TEXT SHOWN.
* BEGIN *
Oops — Hitler!
A Surprise in Context
  

Essay by
Robert Wilfred Franson

 

September 2012

  
A surprise

So I was sifting through packs of old postcards the other evening, mostly of two kinds: cards to and from family members on vacations or business trips, and attractive landscapes and city scenes bought as souvenirs but which no one ever had gotten around to mailing. After doing this for some time, setting aside several cards that might be interesting illustrations for Troynovant, I came upon a card and said inadvertently,

"Oops — Hitler!"
  

Now, you saw that coming, since you could hardly be reading down this page without having seen its title. But I hadn't, and neither had my wife Jennifer, who looked up from her nearby chair and remarked that "oops" and "Hitler" are two words you rarely hear in conjunction.

That's certainly true: it's an unusual remark in any context, postcards or anywhere else. Even in our own history-suffused household and conversation, in the presence of a number of books relating to World War II and its ramifications, I'd never spoken that odd miniature phrase before, and I doubt it ever had crossed my mind in thought, hearing, or reading. But it seemed appropriate at the moment.
* END *
[Dataset excerpt]
* BEGIN *
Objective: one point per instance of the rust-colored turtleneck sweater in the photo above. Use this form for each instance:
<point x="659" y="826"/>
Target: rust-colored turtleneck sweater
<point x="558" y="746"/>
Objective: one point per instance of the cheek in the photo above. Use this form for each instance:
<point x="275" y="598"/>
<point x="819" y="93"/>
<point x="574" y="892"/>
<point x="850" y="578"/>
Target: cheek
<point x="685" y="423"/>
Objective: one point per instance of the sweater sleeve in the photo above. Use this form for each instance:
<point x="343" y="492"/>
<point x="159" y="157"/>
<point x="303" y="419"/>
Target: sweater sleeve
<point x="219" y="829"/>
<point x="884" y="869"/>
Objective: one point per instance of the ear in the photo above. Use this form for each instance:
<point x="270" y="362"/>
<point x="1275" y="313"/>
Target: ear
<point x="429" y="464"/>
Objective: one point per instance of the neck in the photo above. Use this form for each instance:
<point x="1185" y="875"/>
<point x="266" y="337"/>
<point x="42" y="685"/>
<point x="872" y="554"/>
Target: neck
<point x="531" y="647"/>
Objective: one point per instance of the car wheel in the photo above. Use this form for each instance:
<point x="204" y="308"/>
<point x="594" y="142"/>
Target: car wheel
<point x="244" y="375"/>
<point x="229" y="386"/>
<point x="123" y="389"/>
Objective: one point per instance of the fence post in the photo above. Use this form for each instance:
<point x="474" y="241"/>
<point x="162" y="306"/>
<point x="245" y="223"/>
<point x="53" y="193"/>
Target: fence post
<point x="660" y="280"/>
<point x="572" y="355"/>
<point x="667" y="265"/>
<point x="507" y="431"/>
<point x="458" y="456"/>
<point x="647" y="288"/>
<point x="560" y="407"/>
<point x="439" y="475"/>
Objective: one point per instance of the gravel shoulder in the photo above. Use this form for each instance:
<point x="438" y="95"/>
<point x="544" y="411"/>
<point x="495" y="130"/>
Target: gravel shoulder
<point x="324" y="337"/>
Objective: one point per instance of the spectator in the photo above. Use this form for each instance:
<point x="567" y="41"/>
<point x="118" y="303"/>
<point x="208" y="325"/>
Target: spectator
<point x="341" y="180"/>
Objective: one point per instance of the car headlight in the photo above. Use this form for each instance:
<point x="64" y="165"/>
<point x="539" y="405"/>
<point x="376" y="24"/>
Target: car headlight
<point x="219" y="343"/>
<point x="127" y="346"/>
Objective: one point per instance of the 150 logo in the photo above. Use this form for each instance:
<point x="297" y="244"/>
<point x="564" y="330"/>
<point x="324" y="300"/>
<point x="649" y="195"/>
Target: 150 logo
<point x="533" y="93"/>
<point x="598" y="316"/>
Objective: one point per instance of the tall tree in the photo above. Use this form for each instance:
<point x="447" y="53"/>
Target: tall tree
* END *
WORK INSTRUCTIONS.
1. Reproduce the passage of the postcard essay from "Now, you saw" to "at the moment.".
2. Carry on the essay about the Hitler postcard, starting after its final sentence.
These records were taken from a separate source and have no connection to the essay.

ANSWERS FOR THIS EXERCISE.
1.
Now, you saw that coming, since you could hardly be reading down this page without having seen its title. But I hadn't, and neither had my wife Jennifer, who looked up from her nearby chair and remarked that "oops" and "Hitler" are two words you rarely hear in conjunction.

That's certainly true: it's an unusual remark in any context, postcards or anywhere else. Even in our own history-suffused household and conversation, in the presence of a number of books relating to World War II and its ramifications, I'd never spoken that odd miniature phrase before, and I doubt it ever had crossed my mind in thought, hearing, or reading. But it seemed appropriate at the moment.

2.
I explained to Jennifer that this particular postcard (showing it to her), a photograph of Adolf Hitler parading in triumph along a street in captured Warsaw early in World War II, was not a to-or-from-family card, but one I'd purchased from a stamp dealer years before. It's a historically characteristic photo of Hitler enjoying a major victory — although not in the thick of adoring crowds as in many parades in prewar and even wartime Germany. The street is thinly lined with Wehrmacht soldiers who obviously were ordered to stand there and look military; there are very few Polish civilians.
  

Hitler in Warsaw; Birthday in Krakau 20 April 1941: Nazi Postcard (small) Well, the surprise at finding a figure, recognizing a pictured personage where one didn't particularly expect it, turning over postcards, is rather mild: hence my bemused exclamation. But the surprise in the 1930s and 1940s as step by step, Germany and then Europe and then the whole world realized who Adolf Hitler was and what he stood for — lie and rabble-rousing and remilitarization and annexation and Blitz and Occupation and Total War and Holocaust — that was a painful progress of years, as was his eradication. For long years the witnesses' humor was whistling through the shellfire; and the victims' humor, hardly even that.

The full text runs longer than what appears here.